You might have thought that the low-circulation Guardian
, being so much in favour of windmills and other renewables, might actually understand something about our electricity supply and the way the system is being tailored to accommodate the intermittency of most of the renewable sources.
But the moment we get an example of Electricity Demand Reduction
(EDR) in action, the paper's "energy editor", Terry Macalister, goes hurtling in the wrong direction
, squeaking about hospitals "being asked to cut their power demand from the National Grid as part of a government attempt to stave off power blackouts".
What we are actually seeing is a programme that has been operational for about six years and, in its current form, since April 2012
. It is called the Short Term Operating Reserve
(STOR), managed by the National Grid and operated by a number of contractors such as Flexitricity
. In part, it has been developed to provide back-up to the system when the wind fails to blow.
The theory behind the system is that, instead of operating extremely expensive and inefficient spinning reserve
and back-up power stations, operators of large generators are recruited to a scheme where their equipment can be automatically switched on to supply power to the grid during peak periods. The minimum capability to qualify is 3 MW and units must be able to come into action no later than 240 minutes after instruction. The power must be deliverable for no less than two hours.
For institutions such as large hospitals, the scheme is a bonanza. Their back-up generators have to be test-run anyway, and running them occasionally on-load, delivering power to the grid, is one of the most effective ways of ensuring system reliability. Keeping their equipment available to the grid is also highly profitable, earning as much as £100,000 for a full season.
Nor is this penny-ante stuff. According to the National Grid
, for part of year six (2012/3), 147 units were contracted, representing a potential maximum capacity of 3.2GW. For year seven (this current year), bids of 2.2GW capacity have been submitted from 64 units, most of it available on less than 20 minute notice. With existing, long-term commitments, the grid has available 3.5 GW if it needs it.

Dataset entries:
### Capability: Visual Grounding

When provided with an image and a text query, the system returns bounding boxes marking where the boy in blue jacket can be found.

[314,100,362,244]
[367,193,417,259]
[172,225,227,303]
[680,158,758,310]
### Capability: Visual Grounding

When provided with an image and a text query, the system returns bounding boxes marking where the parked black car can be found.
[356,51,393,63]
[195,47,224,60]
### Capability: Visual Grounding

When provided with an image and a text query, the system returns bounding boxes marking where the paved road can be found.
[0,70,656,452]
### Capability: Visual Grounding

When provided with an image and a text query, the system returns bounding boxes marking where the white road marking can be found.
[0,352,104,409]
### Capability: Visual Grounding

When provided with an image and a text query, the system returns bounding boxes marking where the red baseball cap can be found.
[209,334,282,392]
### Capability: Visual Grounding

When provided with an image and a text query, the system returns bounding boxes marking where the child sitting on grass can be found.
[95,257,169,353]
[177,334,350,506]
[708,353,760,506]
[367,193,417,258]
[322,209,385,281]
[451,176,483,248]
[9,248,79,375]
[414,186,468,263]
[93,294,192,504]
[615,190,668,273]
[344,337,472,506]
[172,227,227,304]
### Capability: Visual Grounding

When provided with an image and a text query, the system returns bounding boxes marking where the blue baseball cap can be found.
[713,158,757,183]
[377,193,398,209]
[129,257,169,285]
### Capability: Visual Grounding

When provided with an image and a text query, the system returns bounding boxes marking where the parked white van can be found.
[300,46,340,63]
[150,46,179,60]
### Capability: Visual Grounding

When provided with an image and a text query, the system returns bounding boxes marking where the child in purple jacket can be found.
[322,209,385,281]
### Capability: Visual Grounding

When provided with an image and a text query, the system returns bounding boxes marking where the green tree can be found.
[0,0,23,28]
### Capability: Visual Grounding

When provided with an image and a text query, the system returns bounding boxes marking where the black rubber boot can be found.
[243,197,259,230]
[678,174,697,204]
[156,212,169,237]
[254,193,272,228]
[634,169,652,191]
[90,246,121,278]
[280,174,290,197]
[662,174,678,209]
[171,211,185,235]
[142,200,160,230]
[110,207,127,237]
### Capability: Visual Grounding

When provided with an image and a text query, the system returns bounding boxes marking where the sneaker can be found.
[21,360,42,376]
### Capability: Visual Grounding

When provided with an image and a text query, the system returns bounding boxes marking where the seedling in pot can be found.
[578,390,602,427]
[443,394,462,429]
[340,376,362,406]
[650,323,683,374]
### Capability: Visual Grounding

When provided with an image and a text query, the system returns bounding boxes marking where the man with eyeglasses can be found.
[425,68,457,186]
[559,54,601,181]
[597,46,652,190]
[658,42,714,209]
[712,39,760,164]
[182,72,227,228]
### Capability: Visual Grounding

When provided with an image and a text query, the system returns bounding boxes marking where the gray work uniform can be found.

» Work instructions
Continue the commentary on the Short Term Operating Reserve from its last sentence. The records have nothing to do with this.

» Answer to the exercise
Thus, the four hospitals reported by the Guardian
are only the tip of the iceberg, the paper having only just noticed what has been going on for years. Much more capacity is rejected by the grid than is accepted. As prices increase, more capacity can be dragged into the system. Over 6 GW is potentially available – albeit with a trebling of the price.
Add to this the possibility of recommissioning mothballed power plants
and potentially another 4 GW becomes available – if the price is right. Reuters certainly thinks
that some plants could be returned to service quite quickly. That puts 10 GW in the hands of the National Grid, on top of currently rated capacity.
Thus, despite the failure of our energy policy, the possibility of the lights going out all over England is actually receding. But, as we have been reporting since 2008
, the price of keeping the system running will be massively increased prices. This, we actually wrote in 2009
, remarking that "price and not capacity" would most likely be the issue of the future.
The wickedness of rationing power by price rather than availability means that the poorest will be hit hardest, more so as the impact will be concealed. Suppliers are replacing defaulting customers' meters with pre-payment units, so they do not need to be cut off for non-payment. Those who cannot afford the higher prices will simply "self-disconnect" - their own personal "choice".
Power cuts will, by this means, become very private affairs - invisible to policy-makers and the media. And as long as the street lights keep burning, this will be a crisis the politicians can ignore.